### [Work to do]
Copy out all the items below, putting "Please" wherever "Might I ask you to" appears and leaving every other word unchanged.

(begin)

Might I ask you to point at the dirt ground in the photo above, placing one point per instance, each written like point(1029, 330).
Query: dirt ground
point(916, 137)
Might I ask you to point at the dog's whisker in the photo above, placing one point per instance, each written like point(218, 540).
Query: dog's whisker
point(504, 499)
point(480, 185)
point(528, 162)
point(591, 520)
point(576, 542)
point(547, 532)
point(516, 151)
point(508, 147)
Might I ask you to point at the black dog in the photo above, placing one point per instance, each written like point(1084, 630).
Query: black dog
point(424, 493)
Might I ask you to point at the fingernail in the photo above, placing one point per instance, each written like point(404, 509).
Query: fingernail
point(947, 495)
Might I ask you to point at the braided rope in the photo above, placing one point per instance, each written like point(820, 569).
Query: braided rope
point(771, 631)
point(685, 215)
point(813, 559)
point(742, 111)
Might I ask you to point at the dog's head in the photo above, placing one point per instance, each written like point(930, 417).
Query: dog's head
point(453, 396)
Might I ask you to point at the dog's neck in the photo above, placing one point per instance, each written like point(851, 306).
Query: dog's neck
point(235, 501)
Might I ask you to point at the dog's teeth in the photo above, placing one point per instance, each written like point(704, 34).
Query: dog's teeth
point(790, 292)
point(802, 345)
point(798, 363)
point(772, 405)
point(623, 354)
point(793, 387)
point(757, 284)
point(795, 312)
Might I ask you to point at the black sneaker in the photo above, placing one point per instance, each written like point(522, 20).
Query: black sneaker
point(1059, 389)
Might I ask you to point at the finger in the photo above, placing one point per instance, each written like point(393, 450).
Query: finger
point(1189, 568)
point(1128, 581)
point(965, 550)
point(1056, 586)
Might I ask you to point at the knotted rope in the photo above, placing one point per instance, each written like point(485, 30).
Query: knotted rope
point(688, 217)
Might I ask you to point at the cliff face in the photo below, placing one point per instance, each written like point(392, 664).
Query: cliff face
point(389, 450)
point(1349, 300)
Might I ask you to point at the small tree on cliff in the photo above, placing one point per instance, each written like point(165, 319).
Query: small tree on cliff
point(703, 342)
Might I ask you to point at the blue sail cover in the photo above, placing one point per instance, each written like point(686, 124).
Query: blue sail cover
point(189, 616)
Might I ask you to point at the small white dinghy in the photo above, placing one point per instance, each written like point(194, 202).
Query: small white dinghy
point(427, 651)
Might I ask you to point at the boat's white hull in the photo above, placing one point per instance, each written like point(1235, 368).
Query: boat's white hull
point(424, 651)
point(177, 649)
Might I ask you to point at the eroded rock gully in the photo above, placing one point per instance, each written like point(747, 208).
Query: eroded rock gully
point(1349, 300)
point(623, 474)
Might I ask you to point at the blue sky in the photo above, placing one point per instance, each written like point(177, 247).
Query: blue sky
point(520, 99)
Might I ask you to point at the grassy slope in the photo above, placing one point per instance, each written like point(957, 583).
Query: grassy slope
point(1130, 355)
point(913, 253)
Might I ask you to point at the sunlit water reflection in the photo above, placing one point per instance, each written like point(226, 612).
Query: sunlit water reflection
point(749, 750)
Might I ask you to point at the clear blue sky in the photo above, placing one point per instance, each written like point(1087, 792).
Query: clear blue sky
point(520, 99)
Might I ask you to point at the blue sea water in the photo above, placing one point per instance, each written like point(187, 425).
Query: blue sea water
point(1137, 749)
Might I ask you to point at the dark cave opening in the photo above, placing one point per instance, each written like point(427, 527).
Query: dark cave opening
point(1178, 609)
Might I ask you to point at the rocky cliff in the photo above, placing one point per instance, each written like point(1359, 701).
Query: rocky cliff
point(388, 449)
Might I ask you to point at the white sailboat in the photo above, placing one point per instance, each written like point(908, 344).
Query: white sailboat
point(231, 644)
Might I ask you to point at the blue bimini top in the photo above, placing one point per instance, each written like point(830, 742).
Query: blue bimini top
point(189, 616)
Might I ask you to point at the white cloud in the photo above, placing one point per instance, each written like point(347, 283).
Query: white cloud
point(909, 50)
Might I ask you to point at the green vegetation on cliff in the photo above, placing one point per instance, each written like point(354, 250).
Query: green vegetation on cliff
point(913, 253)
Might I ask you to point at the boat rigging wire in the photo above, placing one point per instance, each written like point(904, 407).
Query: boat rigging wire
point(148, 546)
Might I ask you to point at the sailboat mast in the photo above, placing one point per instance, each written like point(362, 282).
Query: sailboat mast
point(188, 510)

(end)

### [Worked answer]
Please point at the dirt ground in the photo above, placing one point per instance, each written like point(1029, 330).
Query: dirt ground
point(916, 137)
Please point at the dog's whisker in the photo above, placing one point per instance, each written like point(218, 540).
Query: dog's whisker
point(504, 499)
point(480, 185)
point(528, 162)
point(591, 520)
point(576, 542)
point(547, 532)
point(516, 151)
point(508, 147)
Please point at the black dog in the photo above, placing one point per instance, each written like point(1084, 630).
Query: black dog
point(424, 493)
Please point at the fingernail in the photo above, placing one point per instance, each written like point(404, 509).
Query: fingernail
point(947, 495)
Please point at the braided rope in the photo above, placing one point per instance, each written like point(820, 569).
Query: braided rope
point(771, 631)
point(685, 215)
point(813, 559)
point(742, 111)
Please point at the dog's head in the photo above, placing one point per instance, each written like point(930, 417).
Query: dog's head
point(453, 396)
Please point at the dog's neck in the photo above, placing one point per instance, each written like point(851, 306).
Query: dog's neck
point(235, 501)
Please point at the dog's teeth in the photo above, placing one point per instance, each written like point(704, 34).
Query: dog's teeth
point(790, 292)
point(802, 345)
point(798, 363)
point(772, 405)
point(623, 354)
point(793, 387)
point(757, 284)
point(795, 312)
Please point at the black sneaker in the photo above, placing one point per instance, each written like point(522, 20).
Query: black sneaker
point(1059, 389)
Please point at the finger in the photo above, placing one point per instance, each written like point(393, 450).
Query: finger
point(1189, 568)
point(1128, 581)
point(965, 550)
point(1056, 586)
Please point at the knotted rope in the photo above, placing one point per instance, each written like point(485, 30).
Query: knotted rope
point(688, 217)
Please point at the cliff face in the photo below, placing one point per instance, each written like point(392, 664).
Query: cliff face
point(389, 450)
point(1349, 300)
Please point at the small tree on cliff in the photo above, placing one point per instance, each written like point(165, 319).
Query: small tree on cliff
point(703, 342)
Please point at the blue sail cover in the photo above, placing one point per instance, each written like point(686, 124).
Query: blue sail cover
point(189, 616)
Please point at the small white dinghy in the photo above, placing one point per instance, each written like point(194, 202).
Query: small white dinghy
point(427, 651)
Please point at the boat's white hull in the photo above, placing one point per instance, each written like point(1235, 368).
Query: boat's white hull
point(424, 651)
point(177, 649)
Please point at the eroded rock gully in the photo above, placing one point per instance, each written like point(747, 208).
Query: eroded rock gully
point(1349, 300)
point(623, 474)
Please point at the blue sky in the photo above, placing one point per instance, each written like point(177, 247).
Query: blue sky
point(520, 99)
Please point at the grassy slope in the photo above, placing one point per instance, each written like point(957, 583).
Query: grassy slope
point(1130, 355)
point(913, 253)
Please point at the sunlit water reflection in the photo above, placing one point per instance, each written like point(226, 612).
Query: sunlit water reflection
point(749, 750)
Please point at the clear blue sky in the photo above, placing one point per instance, each written like point(1087, 792).
Query: clear blue sky
point(520, 99)
Please point at the blue sea water in the photo above, placing one point per instance, each written like point(187, 425).
Query: blue sea water
point(1137, 749)
Please point at the dark cave opening in the photo above, placing one point per instance, each written like point(427, 527).
Query: dark cave opening
point(1178, 609)
Please point at the rocky cliff in the photo above, placing one point per instance, each written like point(1359, 701).
Query: rocky cliff
point(388, 449)
Please point at the white sailboat in the photo above, placing one point per instance, each written like point(908, 344).
Query: white sailboat
point(231, 644)
Please point at the blue bimini top in the photo above, placing one point per instance, each written like point(830, 742).
Query: blue bimini top
point(189, 616)
Please point at the white cloud in the photo above, placing one point per instance, each written like point(347, 283).
Query: white cloud
point(909, 50)
Please point at the green vegetation on cliff in the photo above, placing one point per instance, each written like point(354, 250).
Query: green vegetation on cliff
point(913, 253)
Please point at the boat rigging wire in the photo above, placing one point per instance, each written like point(904, 407).
Query: boat rigging wire
point(148, 546)
Please point at the sailboat mast in the photo above, placing one point per instance, each written like point(362, 282).
Query: sailboat mast
point(188, 510)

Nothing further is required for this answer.